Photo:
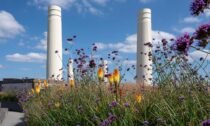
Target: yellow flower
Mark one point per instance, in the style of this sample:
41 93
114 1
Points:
111 79
71 83
57 104
45 84
116 76
100 73
37 88
138 98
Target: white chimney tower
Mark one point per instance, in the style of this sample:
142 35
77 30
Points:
54 44
70 70
144 50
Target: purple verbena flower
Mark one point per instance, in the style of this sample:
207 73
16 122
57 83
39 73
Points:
181 98
145 122
198 6
108 121
183 43
113 104
127 104
206 122
203 34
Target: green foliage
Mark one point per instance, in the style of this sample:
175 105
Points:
185 105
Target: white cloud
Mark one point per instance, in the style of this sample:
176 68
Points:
9 27
129 45
29 57
129 62
191 20
207 12
90 6
43 43
144 1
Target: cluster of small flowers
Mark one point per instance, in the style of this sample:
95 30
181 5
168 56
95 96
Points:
108 121
206 123
113 104
183 43
198 6
203 34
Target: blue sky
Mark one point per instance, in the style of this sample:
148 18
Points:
112 24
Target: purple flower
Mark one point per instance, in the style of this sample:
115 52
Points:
206 122
183 43
108 121
181 98
146 122
113 104
92 64
198 6
203 34
127 104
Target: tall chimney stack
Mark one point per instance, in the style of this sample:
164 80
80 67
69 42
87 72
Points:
144 49
54 44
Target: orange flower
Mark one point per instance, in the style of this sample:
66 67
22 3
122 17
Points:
111 79
71 83
138 98
116 76
37 88
100 73
45 84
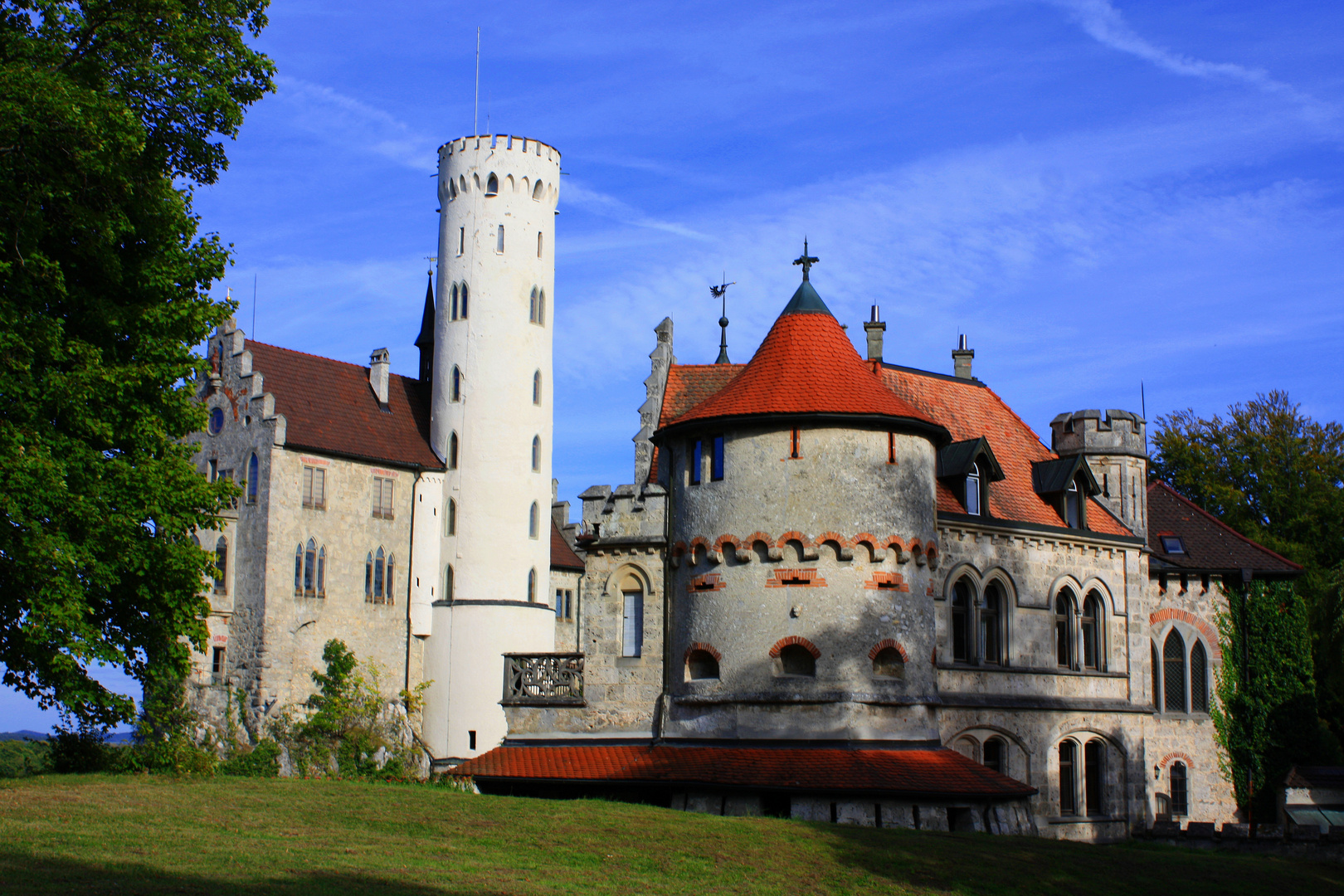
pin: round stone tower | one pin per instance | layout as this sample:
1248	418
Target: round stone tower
491	423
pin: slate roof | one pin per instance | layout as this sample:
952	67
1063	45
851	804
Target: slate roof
562	555
1211	546
926	772
329	407
804	366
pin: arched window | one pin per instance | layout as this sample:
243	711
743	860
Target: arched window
991	626
1198	679
1068	778
962	616
700	665
1092	631
222	566
996	755
797	660
1174	674
1073	505
1181	791
311	568
973	490
1093	768
632	617
888	664
1064	620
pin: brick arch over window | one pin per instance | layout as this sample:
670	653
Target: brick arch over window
888	642
802	642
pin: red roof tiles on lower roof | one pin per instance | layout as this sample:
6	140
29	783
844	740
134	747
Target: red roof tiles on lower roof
329	407
932	772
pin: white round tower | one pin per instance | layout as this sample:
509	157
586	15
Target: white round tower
491	423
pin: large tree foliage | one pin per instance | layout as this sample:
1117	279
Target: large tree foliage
1277	477
110	110
1265	716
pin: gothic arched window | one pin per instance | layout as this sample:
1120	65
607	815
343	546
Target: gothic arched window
1174	674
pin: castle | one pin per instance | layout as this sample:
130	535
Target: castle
838	589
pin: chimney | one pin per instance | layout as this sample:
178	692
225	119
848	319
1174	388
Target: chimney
962	359
875	328
378	364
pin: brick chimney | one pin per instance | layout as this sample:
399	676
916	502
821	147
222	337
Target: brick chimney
378	366
875	328
962	358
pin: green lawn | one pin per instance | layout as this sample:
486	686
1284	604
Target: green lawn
140	835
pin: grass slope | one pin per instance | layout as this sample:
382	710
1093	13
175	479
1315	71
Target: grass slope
139	835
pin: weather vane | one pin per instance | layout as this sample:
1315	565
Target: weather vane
721	292
806	260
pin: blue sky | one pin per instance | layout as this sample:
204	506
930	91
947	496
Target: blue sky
1098	193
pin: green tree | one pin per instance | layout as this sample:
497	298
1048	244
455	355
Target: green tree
1265	716
110	112
1277	477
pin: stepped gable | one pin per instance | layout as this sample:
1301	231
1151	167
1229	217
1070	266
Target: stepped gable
968	409
908	772
1211	546
562	555
331	409
806	366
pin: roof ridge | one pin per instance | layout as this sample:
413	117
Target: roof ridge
1214	519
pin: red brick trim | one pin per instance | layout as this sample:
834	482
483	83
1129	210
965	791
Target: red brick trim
707	582
795	579
707	648
888	582
888	642
1176	754
1190	618
802	642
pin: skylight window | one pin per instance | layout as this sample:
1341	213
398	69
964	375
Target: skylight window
1172	544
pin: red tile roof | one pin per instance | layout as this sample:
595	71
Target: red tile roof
1210	543
969	410
562	555
329	407
806	366
926	772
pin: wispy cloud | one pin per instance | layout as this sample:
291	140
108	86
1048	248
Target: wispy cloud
1103	22
350	123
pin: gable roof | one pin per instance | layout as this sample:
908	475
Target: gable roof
806	768
1211	546
562	555
806	366
329	407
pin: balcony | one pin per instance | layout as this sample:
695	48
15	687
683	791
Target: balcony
543	680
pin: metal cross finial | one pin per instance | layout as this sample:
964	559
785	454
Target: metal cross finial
806	260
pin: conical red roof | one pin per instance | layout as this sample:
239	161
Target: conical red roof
806	366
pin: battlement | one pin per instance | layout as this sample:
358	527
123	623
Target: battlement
1089	433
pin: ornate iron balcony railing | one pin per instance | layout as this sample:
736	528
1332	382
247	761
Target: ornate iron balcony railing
543	680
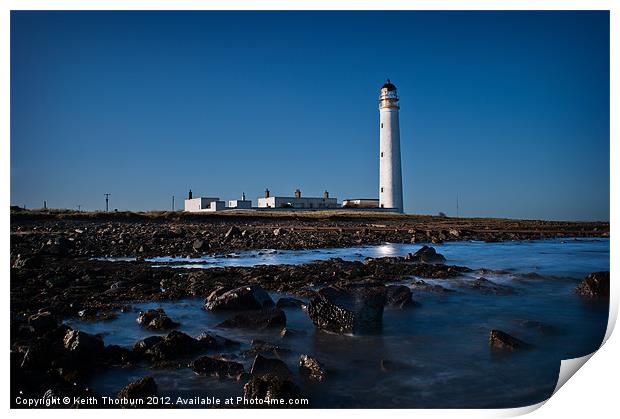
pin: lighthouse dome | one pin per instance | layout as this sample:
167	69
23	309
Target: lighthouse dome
389	86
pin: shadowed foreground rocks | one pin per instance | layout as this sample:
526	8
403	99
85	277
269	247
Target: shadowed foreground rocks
595	284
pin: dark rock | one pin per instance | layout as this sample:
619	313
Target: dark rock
243	298
426	254
82	344
352	310
311	369
175	345
289	302
272	366
261	347
139	389
595	284
260	319
270	387
155	319
399	296
42	322
502	340
287	333
216	367
199	245
234	231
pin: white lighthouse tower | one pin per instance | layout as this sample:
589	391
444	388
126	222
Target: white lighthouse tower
390	176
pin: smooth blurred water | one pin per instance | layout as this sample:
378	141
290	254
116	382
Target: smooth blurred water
440	348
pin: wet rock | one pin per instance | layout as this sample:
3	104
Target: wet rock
270	387
260	319
82	344
311	369
426	254
399	296
289	302
595	284
147	343
287	333
261	347
216	367
502	340
234	231
175	345
199	245
355	310
251	297
139	389
270	366
155	319
42	322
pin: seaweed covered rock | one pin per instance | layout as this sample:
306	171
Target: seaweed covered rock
595	284
243	298
502	340
270	387
354	309
139	389
426	254
155	319
311	369
216	367
260	319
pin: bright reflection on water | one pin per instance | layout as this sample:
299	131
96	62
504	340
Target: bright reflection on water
440	348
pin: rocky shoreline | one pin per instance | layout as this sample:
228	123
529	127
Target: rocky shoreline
53	277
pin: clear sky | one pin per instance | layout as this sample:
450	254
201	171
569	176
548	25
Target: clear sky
509	110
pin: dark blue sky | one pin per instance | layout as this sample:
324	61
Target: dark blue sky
508	109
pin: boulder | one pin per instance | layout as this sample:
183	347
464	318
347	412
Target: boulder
234	231
270	387
139	389
216	367
243	298
426	254
502	340
175	345
311	369
270	366
286	302
260	319
355	310
595	284
155	319
42	322
399	296
82	344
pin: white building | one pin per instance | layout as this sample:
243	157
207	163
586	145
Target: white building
240	203
203	204
297	201
360	203
390	176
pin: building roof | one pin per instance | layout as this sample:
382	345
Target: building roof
388	85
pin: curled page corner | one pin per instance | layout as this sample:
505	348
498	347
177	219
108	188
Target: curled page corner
568	367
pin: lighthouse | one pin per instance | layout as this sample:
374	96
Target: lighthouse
390	175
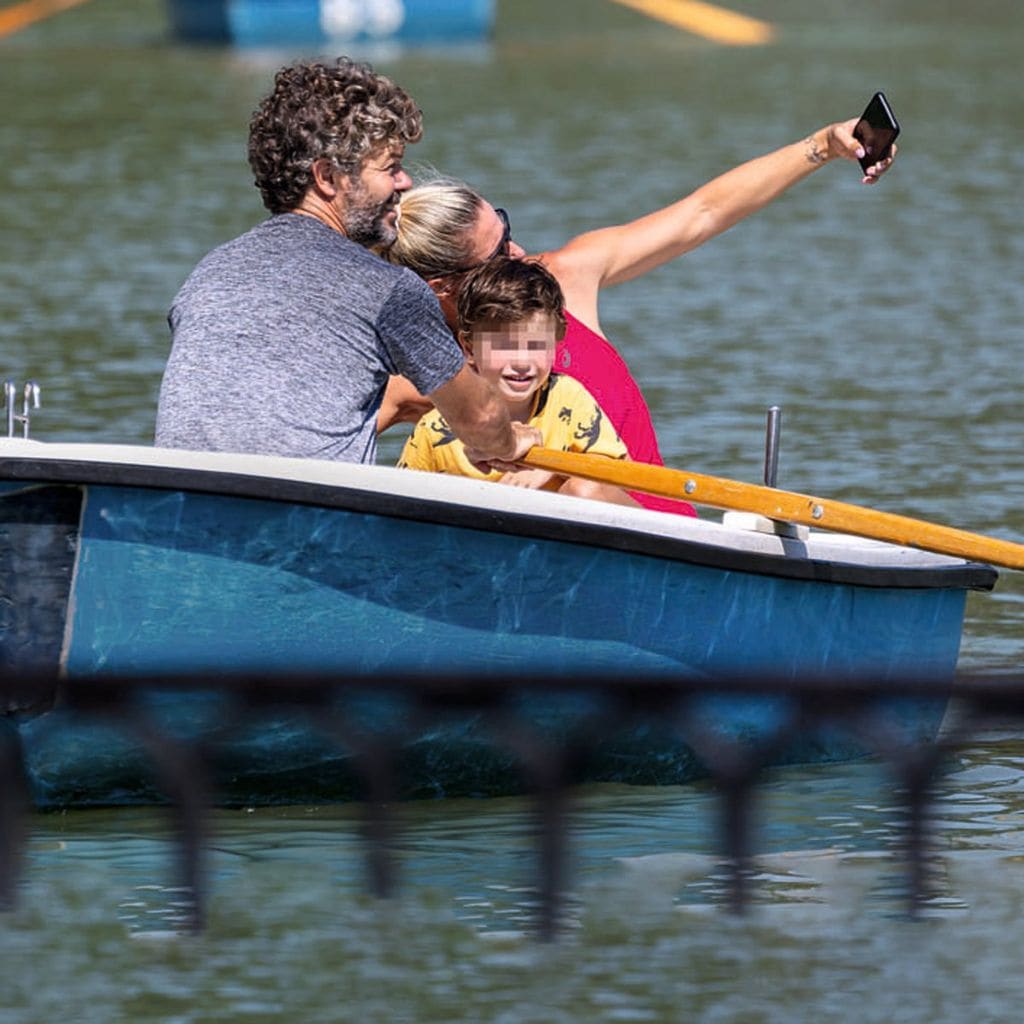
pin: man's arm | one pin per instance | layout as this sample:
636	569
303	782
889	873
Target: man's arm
401	403
480	420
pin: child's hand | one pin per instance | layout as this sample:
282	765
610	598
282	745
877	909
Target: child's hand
532	479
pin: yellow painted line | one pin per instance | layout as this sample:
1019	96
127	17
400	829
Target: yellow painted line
706	19
20	15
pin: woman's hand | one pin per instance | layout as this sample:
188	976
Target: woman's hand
838	140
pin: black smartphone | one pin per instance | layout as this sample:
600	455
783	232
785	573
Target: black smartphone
877	130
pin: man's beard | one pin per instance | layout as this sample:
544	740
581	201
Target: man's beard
364	218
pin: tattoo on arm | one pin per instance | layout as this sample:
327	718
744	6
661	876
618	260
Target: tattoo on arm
814	154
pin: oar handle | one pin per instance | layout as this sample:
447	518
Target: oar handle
785	505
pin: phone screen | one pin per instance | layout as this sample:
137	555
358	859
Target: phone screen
877	130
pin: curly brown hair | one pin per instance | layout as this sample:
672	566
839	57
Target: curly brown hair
341	112
507	291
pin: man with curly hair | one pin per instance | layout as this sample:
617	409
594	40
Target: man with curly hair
284	339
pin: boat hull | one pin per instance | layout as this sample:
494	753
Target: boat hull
275	24
153	569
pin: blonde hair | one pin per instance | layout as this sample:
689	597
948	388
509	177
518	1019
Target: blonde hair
436	220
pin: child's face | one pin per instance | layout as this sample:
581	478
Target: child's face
514	358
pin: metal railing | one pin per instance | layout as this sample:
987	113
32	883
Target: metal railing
550	763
========
=== Problem to solve ===
Rewrite everything from the line containing "pin: blonde hair" down to the end of the items, changing "metal railing" to "steel railing" and leaving the rest unchanged.

=== Exercise result ===
pin: blonde hair | one pin per instance | layout as this sample:
689	597
948	388
509	177
518	1019
Target: blonde hair
436	220
pin: child's face | one pin per instance | layout as this sample:
581	478
Target: child's face
514	358
pin: steel railing | one pin per instance | layout as this sample:
987	113
32	883
Target: steel railing
550	763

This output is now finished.